O que fazer:
**a.** Extraia do texto sobre a Lojinha da Lelê o trecho que começa nas palavras "Simone, sua mãe, nem" e termina depois de "necessário para pagá-lo.". Copie-o sem mudar nada.
**b.** Continue o texto sobre a Lojinha da Lelê a partir da última frase dele.

··· Trecho selecionado ···

Simone, sua mãe, nem terminou o comentário sobre consultar o orçamento ou ponderar se era mesmo o momento para isso porque Letícia logo apresentou os cálculos, o modelo que caberia em seu bolso e já sacou da mochila o valor necessário para pagá-lo.
O montante era parte do dinheiro que vinha juntando com a venda dos brigadeiros, roupas e objetos em seu bazar “Lojinha da Lelê”, inaugurado cinco anos antes.
A história da família Pinheiro ilustra um conceito fundamental na educação financeira de crianças e pré-adolescentes: não se recebe dinheiro de graça, mas mediante esforço e dedicação.
Como ressalta o guia digital Futuros Poupadores, publicado pela Abrapp em 2020, criar um bazar, vender doces ou artesanato, caminhar e cuidar de animais são exemplos de atividades empreendedoras que geram experiências de conquista. E são essas experiências que ajudam as crianças a compreender a importância de elas se empenharem para alcançar o que desejam.
“Não tive nem como negar o celular, pois ela já tinha os argumentos e o dinheiro. Apenas autorizei a compra”, comenta Simone, professora do Instituto Federal de Brasília (IFB).
Letícia conta que adquiriu o gosto por empreender aos seis anos, quando quis muito uma boneca, mas colocou na cabeça que conquistaria por si mesma o objeto de desejo. “Eu quis provar para as pessoas que por mais que eu fosse criança eu conseguiria conquistar sozinha as coisas que eu queria”.
Clientes no condomínio
Inicialmente ela fez o brigadeiro, “a única coisa que sabia fazer”. Para arrecadar mais rapidamente, ela montou a Lojinha da Lelê, uma espécie de brechó com roupas, calçados e artesanatos em uma feira do condomínio onde mora, no Jardim Botânico.
Vendeu poucas roupas “porque as dos outros tinham mais qualidade”, segundo conta, consciente. “Daí voltei para o brigadeiro, que todo mundo gostou”. Este ano, ela mudou o nome do empreendimento para Quitutes da Lelê.

··· Registros fornecidos ···

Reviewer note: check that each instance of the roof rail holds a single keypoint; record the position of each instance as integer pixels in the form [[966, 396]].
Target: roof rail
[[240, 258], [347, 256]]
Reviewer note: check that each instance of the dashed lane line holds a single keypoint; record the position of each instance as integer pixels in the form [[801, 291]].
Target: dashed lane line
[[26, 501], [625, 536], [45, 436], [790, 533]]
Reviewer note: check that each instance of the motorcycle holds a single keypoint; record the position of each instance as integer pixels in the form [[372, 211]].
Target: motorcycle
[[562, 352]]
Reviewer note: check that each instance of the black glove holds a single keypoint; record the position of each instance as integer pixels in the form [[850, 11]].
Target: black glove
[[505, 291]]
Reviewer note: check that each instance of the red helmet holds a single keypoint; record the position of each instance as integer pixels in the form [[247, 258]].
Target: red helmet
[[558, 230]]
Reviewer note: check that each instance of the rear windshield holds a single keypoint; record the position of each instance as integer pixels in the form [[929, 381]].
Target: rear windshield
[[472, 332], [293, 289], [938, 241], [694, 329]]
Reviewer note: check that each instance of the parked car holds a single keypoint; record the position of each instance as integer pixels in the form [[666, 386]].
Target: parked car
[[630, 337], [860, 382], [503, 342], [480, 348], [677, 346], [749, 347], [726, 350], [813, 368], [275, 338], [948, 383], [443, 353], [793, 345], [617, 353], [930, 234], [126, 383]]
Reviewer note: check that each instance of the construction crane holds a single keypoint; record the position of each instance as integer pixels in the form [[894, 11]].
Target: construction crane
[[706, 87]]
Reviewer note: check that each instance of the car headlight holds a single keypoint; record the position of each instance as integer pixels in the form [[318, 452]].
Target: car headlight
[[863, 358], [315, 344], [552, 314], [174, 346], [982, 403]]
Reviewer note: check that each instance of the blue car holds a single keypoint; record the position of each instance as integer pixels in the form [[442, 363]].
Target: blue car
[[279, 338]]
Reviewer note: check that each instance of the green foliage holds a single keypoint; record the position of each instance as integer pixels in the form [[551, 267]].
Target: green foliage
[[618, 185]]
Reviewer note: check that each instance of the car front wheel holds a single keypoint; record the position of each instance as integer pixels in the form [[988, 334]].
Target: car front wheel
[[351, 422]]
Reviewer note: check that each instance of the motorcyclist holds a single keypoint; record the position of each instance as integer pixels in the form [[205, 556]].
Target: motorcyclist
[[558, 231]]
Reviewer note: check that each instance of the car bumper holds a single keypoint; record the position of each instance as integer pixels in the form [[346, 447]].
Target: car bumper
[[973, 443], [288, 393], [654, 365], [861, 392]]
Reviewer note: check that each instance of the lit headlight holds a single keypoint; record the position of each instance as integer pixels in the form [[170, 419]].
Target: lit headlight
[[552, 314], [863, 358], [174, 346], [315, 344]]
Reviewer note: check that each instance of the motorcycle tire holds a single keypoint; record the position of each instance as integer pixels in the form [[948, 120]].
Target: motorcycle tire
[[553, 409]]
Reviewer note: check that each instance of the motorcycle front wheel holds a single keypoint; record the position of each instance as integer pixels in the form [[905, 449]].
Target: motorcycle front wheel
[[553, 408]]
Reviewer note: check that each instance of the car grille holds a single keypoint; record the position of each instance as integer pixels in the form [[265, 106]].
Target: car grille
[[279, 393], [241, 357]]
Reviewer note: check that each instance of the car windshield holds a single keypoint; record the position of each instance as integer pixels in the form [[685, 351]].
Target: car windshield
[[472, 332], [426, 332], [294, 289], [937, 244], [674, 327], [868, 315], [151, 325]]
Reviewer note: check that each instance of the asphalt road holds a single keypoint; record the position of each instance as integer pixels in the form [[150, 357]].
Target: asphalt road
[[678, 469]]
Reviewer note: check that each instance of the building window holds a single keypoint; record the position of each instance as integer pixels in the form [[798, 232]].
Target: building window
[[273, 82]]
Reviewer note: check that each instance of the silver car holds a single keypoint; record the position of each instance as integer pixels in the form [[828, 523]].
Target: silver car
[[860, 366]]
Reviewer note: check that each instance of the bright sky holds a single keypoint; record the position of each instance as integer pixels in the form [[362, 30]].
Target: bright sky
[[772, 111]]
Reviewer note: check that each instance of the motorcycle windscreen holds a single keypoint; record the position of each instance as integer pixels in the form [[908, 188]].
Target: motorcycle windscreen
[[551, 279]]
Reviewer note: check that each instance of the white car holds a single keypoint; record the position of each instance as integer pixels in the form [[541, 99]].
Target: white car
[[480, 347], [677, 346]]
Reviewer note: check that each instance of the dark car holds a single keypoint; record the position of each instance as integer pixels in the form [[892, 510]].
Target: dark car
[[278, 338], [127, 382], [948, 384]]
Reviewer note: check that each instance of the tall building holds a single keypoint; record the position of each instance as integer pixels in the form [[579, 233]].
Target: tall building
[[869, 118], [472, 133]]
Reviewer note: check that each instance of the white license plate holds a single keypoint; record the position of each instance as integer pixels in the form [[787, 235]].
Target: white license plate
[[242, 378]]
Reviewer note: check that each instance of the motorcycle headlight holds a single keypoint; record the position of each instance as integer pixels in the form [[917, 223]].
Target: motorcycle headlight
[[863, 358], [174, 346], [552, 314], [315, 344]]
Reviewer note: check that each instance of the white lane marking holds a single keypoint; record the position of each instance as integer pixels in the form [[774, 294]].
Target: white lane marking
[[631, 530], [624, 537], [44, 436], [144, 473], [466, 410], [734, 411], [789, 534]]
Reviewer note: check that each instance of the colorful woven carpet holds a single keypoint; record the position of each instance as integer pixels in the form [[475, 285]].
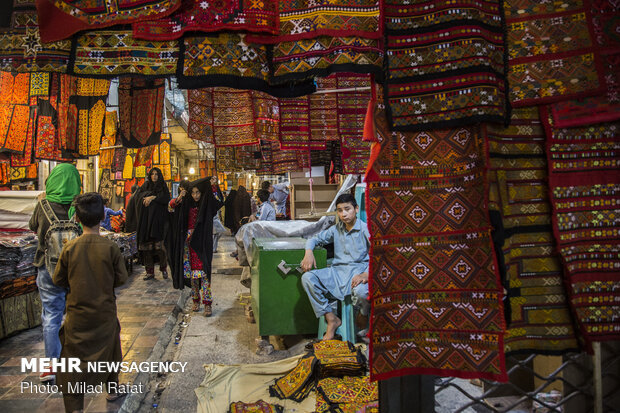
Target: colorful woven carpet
[[539, 318], [551, 51], [59, 19], [584, 182], [445, 64], [21, 49], [228, 60], [318, 57], [200, 15], [140, 111], [436, 295], [110, 53], [308, 19], [222, 116]]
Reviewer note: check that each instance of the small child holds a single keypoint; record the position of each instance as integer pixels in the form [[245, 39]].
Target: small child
[[266, 211], [90, 266]]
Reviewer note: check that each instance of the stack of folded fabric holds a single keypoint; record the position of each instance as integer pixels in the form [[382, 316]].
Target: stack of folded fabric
[[338, 358], [347, 394]]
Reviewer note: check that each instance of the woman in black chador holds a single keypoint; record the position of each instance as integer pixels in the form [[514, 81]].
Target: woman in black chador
[[152, 206]]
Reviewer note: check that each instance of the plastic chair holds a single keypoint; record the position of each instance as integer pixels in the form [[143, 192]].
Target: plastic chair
[[347, 328]]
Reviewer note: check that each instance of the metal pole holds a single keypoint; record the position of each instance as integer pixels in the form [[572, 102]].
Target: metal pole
[[598, 378]]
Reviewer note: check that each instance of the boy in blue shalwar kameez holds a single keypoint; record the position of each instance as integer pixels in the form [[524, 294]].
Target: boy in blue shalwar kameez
[[348, 274]]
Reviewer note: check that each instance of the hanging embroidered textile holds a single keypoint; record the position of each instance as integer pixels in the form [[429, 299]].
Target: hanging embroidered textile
[[539, 318], [298, 383], [228, 60], [141, 103], [21, 48], [14, 111], [436, 295], [81, 114], [551, 51], [259, 406], [445, 65], [348, 394], [584, 183], [231, 120], [199, 15], [304, 59], [110, 53], [59, 19]]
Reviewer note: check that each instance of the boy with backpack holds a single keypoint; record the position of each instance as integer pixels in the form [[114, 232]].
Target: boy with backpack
[[90, 267], [51, 221]]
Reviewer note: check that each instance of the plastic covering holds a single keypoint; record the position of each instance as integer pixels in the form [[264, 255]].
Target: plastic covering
[[281, 229]]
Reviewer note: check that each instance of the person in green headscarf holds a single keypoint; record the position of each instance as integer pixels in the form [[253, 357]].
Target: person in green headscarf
[[62, 185]]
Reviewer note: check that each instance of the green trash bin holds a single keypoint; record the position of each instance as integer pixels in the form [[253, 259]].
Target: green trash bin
[[279, 302]]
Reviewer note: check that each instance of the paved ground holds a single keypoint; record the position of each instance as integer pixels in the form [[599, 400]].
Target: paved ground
[[158, 325]]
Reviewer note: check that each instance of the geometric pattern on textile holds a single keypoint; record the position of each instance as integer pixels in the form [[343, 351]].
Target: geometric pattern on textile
[[307, 19], [551, 52], [318, 57], [232, 116], [297, 383], [140, 111], [109, 53], [436, 296], [256, 407], [448, 73], [21, 48], [539, 317], [348, 390], [584, 181], [228, 60], [200, 15], [59, 19]]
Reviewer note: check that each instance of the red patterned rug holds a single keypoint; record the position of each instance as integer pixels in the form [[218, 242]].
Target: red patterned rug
[[436, 295], [584, 182]]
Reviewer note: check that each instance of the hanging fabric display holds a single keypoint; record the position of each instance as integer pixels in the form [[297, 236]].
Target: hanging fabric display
[[193, 15], [21, 48], [59, 19], [110, 53], [445, 65], [539, 318], [141, 103], [436, 294], [584, 183]]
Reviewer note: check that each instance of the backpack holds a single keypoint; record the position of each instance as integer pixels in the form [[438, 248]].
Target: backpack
[[59, 233]]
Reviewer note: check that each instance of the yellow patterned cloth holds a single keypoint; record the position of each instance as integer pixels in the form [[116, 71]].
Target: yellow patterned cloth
[[297, 384], [347, 395]]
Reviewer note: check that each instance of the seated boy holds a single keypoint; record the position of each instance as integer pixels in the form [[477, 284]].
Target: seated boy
[[348, 274], [90, 266]]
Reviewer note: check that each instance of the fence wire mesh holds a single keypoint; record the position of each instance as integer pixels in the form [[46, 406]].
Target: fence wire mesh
[[539, 384]]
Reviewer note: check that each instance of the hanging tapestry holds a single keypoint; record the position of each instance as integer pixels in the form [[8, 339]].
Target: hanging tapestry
[[198, 15], [110, 53], [584, 183], [256, 407], [298, 383], [141, 104], [227, 60], [21, 49], [60, 19], [266, 116], [436, 295], [551, 51], [232, 116], [307, 58], [539, 318], [308, 19], [445, 65]]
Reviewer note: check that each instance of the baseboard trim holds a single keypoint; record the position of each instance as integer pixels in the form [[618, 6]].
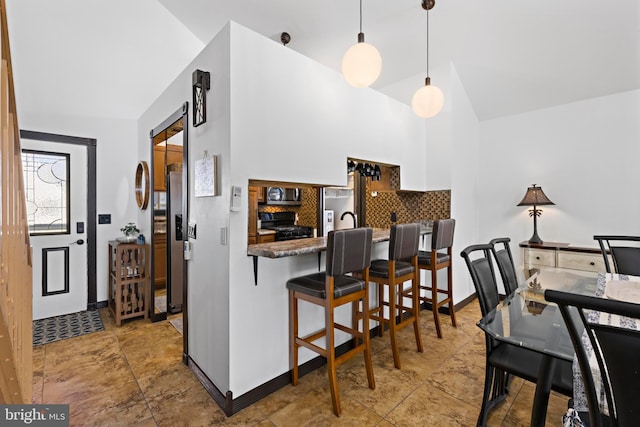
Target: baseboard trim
[[231, 405], [96, 305]]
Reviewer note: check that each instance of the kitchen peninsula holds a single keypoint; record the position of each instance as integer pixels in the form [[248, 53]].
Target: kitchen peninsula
[[313, 245]]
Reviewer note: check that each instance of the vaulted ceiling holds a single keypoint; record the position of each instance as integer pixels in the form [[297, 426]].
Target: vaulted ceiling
[[113, 58]]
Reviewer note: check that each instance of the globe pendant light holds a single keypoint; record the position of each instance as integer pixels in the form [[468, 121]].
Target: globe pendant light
[[428, 100], [361, 63]]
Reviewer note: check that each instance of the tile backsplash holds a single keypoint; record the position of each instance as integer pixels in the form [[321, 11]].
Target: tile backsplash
[[408, 206]]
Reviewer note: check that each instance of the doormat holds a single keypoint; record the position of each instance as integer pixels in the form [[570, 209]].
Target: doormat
[[177, 323], [66, 326]]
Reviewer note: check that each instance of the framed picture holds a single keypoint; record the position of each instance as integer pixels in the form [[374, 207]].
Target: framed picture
[[206, 173]]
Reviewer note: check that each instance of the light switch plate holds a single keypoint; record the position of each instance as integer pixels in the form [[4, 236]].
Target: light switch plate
[[223, 236], [236, 198], [191, 230]]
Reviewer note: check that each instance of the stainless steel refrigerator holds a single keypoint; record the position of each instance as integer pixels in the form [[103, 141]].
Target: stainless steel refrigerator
[[175, 237]]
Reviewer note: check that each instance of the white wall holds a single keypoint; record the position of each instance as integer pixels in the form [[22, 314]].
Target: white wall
[[293, 119], [464, 183], [117, 158], [585, 157]]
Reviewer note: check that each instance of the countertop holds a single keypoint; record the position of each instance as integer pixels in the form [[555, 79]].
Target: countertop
[[265, 231], [309, 246]]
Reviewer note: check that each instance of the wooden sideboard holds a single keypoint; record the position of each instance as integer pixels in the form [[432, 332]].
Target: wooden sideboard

···

Resultados esperados:
**a.**
Simone, sua mãe, nem terminou o comentário sobre consultar o orçamento ou ponderar se era mesmo o momento para isso porque Letícia logo apresentou os cálculos, o modelo que caberia em seu bolso e já sacou da mochila o valor necessário para pagá-lo.

**b.**
O início da lojinha quando Letícia tinha seis anos: uma espécie de brechó com roupas, calçados e artesanatos em uma feira do condomínio onde mora, em Brasília
Simone salienta que a venda dos brigadeiros é “uma brincadeira ainda, ela faz quando está a fim”. Mas considera importante estimular porque, na prática, a filha consegue entender noções básicas das finanças, como custo, receita e lucro.
Letícia, inclusive, agrega valor aos seus docinhos. “Eles são diferenciados porque são artesanais e têm recheio de frutas orgânicas do meu quintal”, diz.
Consciência e atitude
As conversas sobre o equilíbrio das finanças sempre foram constantes na casa da família e vão além do uso do dinheiro. “Sempre achei importante a Letícia entender o valor das coisas, e que tudo tem um preço. Fazê-la entender sobre o equilíbrio entre quanto se recebe e quanto se gasta”.
A compra do celular é um exemplo. Letícia comprou o modelo que coube nas economias que tinha feito. A mochila nova só chega quando realmente é necessário trocar.
Letícia cresceu assistindo Simone e Tom, seu pai, criando alternativas econômicas e sustentáveis para a vida doméstica.
“Sempre fiz questão de trabalhar isso com a Leticia, para que as coisas não fossem tão descartáveis. Não se trata só de conversa. É uma questão de atitude. Somos assim em casa. Ela cresceu vendo essa atitude”, reforça a professora.